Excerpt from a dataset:
BEGIN

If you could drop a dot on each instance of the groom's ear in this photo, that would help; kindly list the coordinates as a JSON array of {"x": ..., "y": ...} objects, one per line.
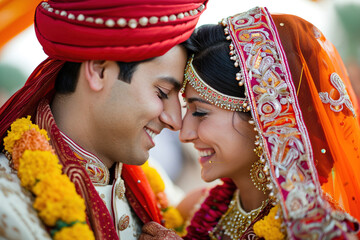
[{"x": 94, "y": 74}]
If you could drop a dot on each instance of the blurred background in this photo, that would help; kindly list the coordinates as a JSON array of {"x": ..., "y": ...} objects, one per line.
[{"x": 20, "y": 53}]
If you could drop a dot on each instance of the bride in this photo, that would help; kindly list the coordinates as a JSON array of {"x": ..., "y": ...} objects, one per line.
[{"x": 272, "y": 113}]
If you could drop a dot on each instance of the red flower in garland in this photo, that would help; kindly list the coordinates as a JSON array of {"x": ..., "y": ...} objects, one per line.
[{"x": 211, "y": 210}]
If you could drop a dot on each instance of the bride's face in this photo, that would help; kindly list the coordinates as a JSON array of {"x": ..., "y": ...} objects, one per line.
[{"x": 224, "y": 139}]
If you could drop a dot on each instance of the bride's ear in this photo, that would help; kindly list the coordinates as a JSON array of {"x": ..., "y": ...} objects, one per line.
[{"x": 94, "y": 74}]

END

Prompt:
Starting from the line with "the bride in" and ending with the final line of the data, quote every line exactly, both ends included.

Result for this task:
If you could drop a dot on each instance of the bride in this photo, that would help; kindly list the coordinates as a JSON array of {"x": ..., "y": ...} objects, one per line.
[{"x": 272, "y": 113}]
If you could drop a dot on each instance of the red flower in garland in this photo, that would help; kindly list the coordinates as a JSON array of {"x": ..., "y": ...} objects, one per line.
[{"x": 211, "y": 210}]
If you could drop a dot on each instance of the bride's face in this photo, that would help; kindly list the coordinates as a JSON array of {"x": ..., "y": ...} objects, one per line.
[{"x": 224, "y": 139}]
If you could drop a dot on each instance of the bride's ear in this photo, that would help; kindly list the coordinates as a JSON array of {"x": ..., "y": ...} objects, one per line.
[{"x": 94, "y": 74}]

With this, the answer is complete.